What to produce
Begin at the first line of the data and stop after the line that contains "[120,141,138,156]", and write those lines out again with "concrete" swapped for "stone" and everything else left the same.

Given data

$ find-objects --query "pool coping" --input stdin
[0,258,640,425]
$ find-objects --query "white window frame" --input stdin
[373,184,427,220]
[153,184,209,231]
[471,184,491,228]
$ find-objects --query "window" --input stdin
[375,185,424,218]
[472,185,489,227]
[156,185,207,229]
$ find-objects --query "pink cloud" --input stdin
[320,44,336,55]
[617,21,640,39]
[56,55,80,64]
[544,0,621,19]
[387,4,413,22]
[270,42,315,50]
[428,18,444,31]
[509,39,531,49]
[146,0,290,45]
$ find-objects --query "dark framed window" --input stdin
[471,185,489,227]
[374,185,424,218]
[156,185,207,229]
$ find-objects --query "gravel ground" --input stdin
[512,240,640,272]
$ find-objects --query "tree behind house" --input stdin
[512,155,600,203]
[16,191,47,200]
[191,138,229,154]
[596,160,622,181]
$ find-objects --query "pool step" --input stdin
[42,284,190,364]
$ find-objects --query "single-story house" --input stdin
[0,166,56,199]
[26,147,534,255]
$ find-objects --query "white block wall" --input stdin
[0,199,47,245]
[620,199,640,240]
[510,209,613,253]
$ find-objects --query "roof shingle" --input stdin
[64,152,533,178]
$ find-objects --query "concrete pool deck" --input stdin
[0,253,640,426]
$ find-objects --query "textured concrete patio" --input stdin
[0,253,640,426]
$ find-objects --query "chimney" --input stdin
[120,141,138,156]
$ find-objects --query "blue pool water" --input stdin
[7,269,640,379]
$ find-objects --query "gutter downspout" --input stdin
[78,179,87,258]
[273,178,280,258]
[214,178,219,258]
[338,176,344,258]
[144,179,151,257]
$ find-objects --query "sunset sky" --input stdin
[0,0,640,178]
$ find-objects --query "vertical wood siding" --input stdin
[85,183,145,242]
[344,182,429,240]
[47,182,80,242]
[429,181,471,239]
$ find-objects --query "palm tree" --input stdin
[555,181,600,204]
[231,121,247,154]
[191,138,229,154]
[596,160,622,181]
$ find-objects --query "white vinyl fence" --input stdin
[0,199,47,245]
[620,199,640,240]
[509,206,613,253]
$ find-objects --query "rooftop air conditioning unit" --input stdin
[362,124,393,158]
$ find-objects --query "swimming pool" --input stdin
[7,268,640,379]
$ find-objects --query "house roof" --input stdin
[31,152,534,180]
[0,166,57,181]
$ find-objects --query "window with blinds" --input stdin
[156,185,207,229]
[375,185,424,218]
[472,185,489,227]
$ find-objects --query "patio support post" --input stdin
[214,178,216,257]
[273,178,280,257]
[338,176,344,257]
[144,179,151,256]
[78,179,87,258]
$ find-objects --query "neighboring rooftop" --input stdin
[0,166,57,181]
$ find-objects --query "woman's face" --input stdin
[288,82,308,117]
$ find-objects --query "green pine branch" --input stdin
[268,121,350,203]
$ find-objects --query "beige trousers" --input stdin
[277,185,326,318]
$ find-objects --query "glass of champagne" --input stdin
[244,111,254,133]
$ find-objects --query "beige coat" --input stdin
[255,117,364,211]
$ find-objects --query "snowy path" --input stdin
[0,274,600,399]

Solution to this problem
$ find-objects --query "pool coping" --input stdin
[0,258,640,425]
$ find-objects --query "white window frame" --input stdin
[373,184,427,220]
[153,184,209,231]
[471,184,491,228]
$ find-objects --query "window" --input stdin
[375,185,424,218]
[472,185,489,227]
[156,185,207,229]
$ find-objects --query "pink cloud" --input stdin
[320,44,336,55]
[617,21,640,39]
[56,55,80,64]
[544,0,621,19]
[387,4,413,22]
[270,42,315,50]
[428,18,444,31]
[509,39,531,49]
[146,0,290,45]
$ find-objects --query "dark framed window" --input stdin
[471,185,489,227]
[374,185,424,218]
[156,185,207,229]
$ find-objects --query "gravel ground" --input stdin
[512,240,640,272]
$ find-objects --query "tree behind house" --input stdin
[512,155,600,203]
[16,191,47,200]
[191,138,229,154]
[596,160,622,181]
$ find-objects --query "pool step" --input stdin
[42,284,190,364]
$ find-objects --query "single-story house" --input stdin
[0,166,56,199]
[26,147,534,255]
$ find-objects --query "white block wall" --input stdin
[0,199,47,245]
[620,199,640,240]
[510,209,613,253]
$ find-objects --query "roof shingle" --input stdin
[64,152,533,178]
$ find-objects --query "stone pool deck" --input stdin
[0,253,640,426]
$ find-objects --query "textured stone patio" --input stdin
[0,253,640,426]
$ find-objects --query "chimney" --input stdin
[120,141,138,156]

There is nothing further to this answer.